■ TO BE DONE
Please return every line of the listing without changes, starting with the line that contains "Find the concrete" and going on through the end of the listing.

■ LISTED RECORDS
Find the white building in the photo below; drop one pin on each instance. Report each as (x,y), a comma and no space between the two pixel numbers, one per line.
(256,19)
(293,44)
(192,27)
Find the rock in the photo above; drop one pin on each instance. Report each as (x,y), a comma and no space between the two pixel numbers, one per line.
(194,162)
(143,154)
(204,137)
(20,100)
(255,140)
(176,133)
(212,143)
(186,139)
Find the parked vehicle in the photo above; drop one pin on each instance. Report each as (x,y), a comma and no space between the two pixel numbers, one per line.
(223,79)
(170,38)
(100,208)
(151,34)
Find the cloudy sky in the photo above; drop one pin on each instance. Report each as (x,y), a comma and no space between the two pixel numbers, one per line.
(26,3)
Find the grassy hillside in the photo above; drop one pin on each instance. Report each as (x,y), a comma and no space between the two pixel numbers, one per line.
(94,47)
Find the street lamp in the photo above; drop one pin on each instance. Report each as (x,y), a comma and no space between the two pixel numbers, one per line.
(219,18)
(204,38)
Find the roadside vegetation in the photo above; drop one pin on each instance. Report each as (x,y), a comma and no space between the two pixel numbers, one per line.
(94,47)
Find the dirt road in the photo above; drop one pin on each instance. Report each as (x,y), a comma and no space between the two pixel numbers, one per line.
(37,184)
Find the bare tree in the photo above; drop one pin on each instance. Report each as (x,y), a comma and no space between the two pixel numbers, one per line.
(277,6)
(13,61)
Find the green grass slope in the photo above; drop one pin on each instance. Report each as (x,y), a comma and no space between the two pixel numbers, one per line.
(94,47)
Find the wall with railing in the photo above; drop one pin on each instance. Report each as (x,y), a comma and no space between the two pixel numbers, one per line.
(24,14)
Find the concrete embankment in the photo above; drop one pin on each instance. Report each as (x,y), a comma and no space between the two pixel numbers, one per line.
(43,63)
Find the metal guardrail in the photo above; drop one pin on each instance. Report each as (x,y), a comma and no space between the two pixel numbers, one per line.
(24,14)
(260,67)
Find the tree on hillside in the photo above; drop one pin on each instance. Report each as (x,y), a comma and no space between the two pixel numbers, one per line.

■ COMPLETE RESPONSE
Find the concrete embankment in the photo above; drop one pin on each instance. Report each as (x,y), a comma and no space between the two pixel numbers, one per line.
(43,63)
Find the metal guardrail in the photo above; drop one pin on each instance. Report each as (x,y), a comma and no space between the two pixel numbers, one per line.
(24,14)
(260,67)
Find the tree on hillside in the photo above; drop one pin on each instance. Report each as (x,y), a comma and no space between the two pixel numbers, one per line.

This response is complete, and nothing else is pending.